— Líneas —
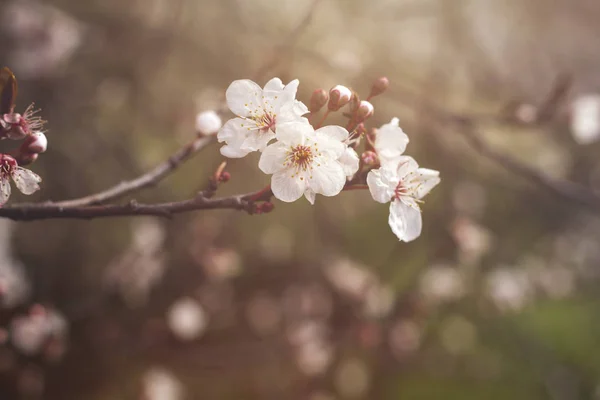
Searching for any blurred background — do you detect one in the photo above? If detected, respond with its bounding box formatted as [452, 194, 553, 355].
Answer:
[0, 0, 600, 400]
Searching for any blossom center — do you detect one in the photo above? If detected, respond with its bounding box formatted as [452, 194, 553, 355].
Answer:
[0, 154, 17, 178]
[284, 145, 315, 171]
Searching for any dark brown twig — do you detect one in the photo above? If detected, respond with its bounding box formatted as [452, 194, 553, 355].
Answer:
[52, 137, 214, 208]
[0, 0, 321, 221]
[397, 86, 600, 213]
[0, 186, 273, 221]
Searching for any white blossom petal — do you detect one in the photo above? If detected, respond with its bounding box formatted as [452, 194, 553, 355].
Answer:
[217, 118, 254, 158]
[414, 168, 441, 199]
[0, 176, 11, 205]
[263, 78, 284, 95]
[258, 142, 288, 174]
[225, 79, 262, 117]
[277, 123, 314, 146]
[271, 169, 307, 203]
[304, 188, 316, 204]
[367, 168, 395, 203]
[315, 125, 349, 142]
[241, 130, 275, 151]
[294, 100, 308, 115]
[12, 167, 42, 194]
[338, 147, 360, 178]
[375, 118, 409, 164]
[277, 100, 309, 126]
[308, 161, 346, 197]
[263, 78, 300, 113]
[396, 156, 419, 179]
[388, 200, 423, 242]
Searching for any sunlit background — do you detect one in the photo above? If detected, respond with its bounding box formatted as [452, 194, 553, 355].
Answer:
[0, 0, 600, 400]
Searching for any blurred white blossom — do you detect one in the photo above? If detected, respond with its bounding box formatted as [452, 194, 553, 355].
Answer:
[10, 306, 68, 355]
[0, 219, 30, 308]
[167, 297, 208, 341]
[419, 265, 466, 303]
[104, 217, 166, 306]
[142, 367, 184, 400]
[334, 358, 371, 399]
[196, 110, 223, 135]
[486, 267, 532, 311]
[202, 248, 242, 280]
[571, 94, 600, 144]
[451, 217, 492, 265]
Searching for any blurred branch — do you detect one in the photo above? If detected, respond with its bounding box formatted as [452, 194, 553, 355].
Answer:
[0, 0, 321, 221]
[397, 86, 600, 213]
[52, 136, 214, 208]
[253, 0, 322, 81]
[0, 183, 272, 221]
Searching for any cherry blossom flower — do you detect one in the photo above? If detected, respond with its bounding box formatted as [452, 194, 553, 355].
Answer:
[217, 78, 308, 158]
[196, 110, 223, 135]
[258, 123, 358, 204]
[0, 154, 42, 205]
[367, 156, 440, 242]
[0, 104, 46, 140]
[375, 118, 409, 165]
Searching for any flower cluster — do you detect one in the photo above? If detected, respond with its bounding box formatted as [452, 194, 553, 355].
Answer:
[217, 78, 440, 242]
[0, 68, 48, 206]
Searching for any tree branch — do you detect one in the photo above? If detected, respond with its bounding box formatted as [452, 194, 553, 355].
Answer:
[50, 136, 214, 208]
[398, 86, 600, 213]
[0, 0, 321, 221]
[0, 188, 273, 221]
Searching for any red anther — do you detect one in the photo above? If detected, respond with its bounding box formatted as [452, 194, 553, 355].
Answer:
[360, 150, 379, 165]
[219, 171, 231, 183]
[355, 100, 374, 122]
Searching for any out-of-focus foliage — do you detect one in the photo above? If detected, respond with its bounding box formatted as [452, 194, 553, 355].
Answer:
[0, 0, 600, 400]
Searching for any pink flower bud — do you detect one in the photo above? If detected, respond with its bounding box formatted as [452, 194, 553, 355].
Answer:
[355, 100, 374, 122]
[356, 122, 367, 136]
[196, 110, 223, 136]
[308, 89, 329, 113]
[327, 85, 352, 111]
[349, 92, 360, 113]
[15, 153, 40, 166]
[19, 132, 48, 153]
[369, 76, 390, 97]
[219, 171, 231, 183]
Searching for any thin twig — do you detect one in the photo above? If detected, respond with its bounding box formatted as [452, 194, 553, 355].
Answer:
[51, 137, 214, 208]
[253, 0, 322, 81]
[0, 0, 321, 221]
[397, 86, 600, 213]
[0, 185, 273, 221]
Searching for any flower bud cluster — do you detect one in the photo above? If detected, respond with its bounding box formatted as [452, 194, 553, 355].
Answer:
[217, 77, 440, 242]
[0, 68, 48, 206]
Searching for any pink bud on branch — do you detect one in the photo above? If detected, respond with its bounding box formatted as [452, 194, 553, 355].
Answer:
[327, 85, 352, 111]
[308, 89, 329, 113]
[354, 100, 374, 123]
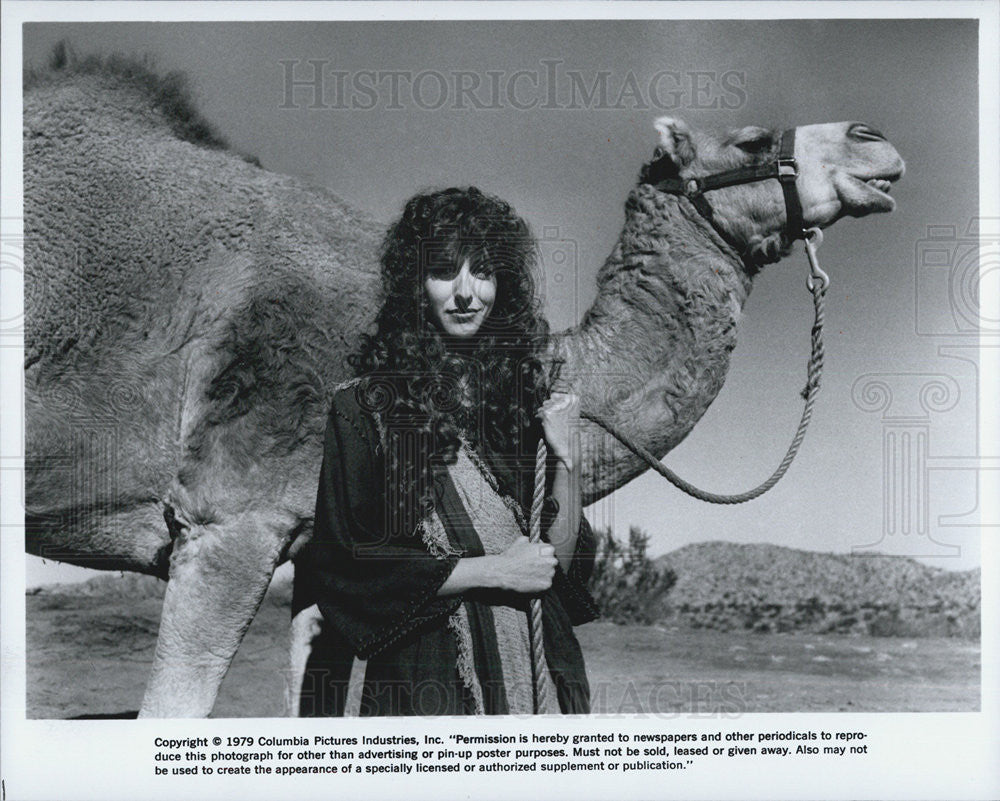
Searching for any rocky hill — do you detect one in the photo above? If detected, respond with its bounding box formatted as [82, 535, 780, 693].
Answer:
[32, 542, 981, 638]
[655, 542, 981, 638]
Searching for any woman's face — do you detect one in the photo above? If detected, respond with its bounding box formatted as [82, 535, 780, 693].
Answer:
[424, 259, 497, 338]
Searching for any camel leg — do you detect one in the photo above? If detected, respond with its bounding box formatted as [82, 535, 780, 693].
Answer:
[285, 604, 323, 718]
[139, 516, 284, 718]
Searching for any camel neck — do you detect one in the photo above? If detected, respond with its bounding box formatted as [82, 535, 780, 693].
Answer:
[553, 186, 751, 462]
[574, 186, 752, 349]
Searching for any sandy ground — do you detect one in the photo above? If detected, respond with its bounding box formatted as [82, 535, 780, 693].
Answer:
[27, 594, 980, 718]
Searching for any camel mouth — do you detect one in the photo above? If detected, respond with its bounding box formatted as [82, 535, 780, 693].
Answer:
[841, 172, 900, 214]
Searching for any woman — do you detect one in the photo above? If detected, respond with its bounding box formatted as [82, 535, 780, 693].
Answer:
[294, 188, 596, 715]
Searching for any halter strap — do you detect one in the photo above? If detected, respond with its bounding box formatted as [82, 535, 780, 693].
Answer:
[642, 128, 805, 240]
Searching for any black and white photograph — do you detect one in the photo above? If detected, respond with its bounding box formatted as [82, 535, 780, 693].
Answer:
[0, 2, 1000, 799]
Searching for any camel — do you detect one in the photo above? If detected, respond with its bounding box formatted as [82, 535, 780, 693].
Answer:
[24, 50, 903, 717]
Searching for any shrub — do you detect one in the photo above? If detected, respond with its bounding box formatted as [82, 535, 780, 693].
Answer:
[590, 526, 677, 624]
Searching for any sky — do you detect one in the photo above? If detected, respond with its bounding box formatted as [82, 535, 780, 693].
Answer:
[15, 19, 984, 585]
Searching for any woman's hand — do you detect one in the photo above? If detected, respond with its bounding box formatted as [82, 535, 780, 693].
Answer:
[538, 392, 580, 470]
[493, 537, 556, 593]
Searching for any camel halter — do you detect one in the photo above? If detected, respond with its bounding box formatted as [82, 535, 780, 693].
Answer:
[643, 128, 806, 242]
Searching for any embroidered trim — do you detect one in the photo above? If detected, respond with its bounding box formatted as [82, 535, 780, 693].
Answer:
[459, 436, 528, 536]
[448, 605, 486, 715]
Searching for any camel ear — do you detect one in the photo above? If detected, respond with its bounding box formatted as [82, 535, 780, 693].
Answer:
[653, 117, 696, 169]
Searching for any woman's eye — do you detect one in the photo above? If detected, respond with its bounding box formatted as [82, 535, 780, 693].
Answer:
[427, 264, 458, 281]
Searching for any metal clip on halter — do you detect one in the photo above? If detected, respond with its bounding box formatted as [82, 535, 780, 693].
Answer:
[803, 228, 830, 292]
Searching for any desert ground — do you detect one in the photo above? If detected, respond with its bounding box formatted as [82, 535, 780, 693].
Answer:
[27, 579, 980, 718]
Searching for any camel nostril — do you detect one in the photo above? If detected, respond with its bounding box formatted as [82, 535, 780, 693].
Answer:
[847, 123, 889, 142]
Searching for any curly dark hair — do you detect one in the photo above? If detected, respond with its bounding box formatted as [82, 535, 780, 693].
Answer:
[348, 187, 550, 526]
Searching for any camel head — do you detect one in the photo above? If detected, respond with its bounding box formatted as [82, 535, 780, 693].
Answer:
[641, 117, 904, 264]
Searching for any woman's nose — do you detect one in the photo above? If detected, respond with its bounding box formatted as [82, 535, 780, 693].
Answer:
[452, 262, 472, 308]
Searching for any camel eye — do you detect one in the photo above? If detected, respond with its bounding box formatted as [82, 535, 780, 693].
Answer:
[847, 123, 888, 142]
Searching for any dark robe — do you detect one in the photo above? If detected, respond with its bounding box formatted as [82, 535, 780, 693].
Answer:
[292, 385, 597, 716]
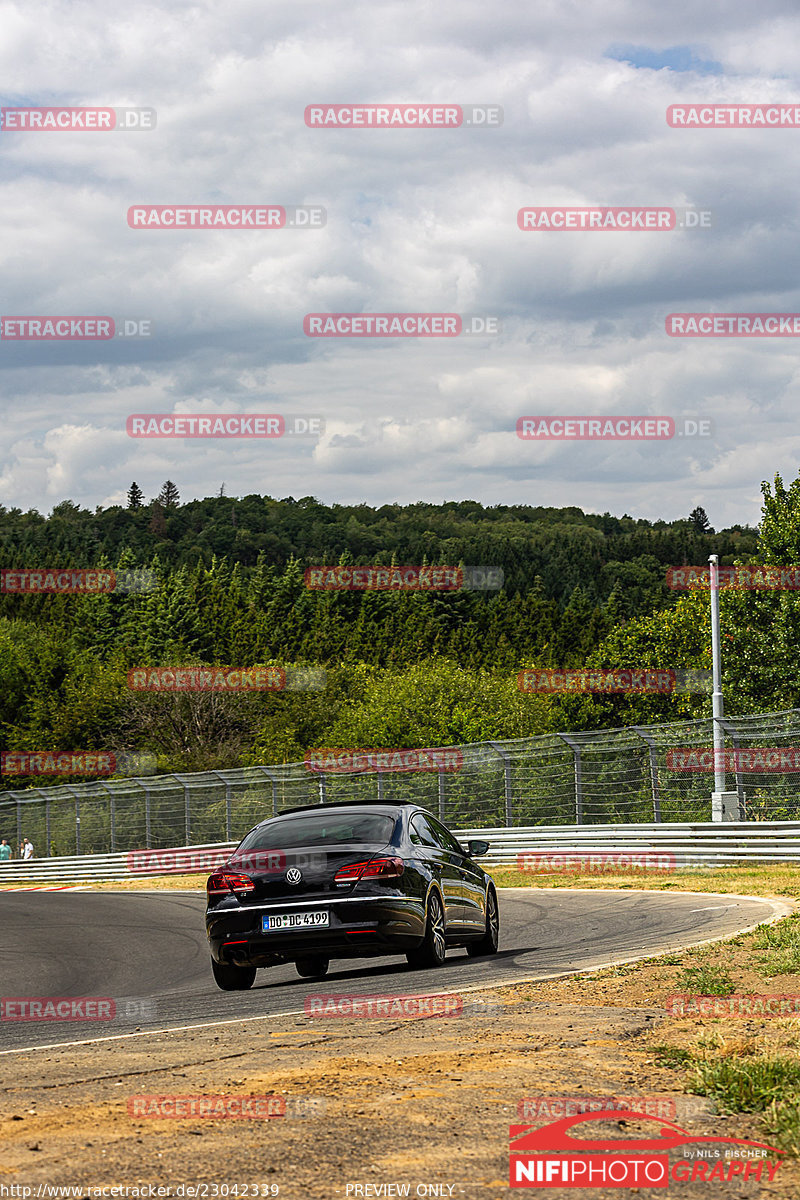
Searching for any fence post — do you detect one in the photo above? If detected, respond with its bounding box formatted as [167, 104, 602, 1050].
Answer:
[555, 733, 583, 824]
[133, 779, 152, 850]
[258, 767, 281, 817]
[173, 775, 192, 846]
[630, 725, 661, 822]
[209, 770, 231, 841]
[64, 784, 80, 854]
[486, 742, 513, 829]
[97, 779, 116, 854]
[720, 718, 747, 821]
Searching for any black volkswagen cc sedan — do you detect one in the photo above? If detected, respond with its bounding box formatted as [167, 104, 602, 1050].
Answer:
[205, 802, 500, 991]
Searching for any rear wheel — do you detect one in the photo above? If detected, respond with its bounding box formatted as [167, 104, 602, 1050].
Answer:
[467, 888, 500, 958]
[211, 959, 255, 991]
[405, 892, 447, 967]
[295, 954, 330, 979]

— Instrucción —
Pasa a una lista JSON de cadenas todo lo que va desde la línea que contiene "Searching for any woman's nose" hasta la línea que contiene "[452, 262, 472, 308]", ambas incluidas. Usa una cadena por línea y omite las líneas en blanco.

— Resultado —
[
  "Searching for any woman's nose — do you detect one in the photo above? If detected, respond with its bounding box formatted as [82, 535, 780, 693].",
  "Answer:",
  "[452, 262, 472, 308]"
]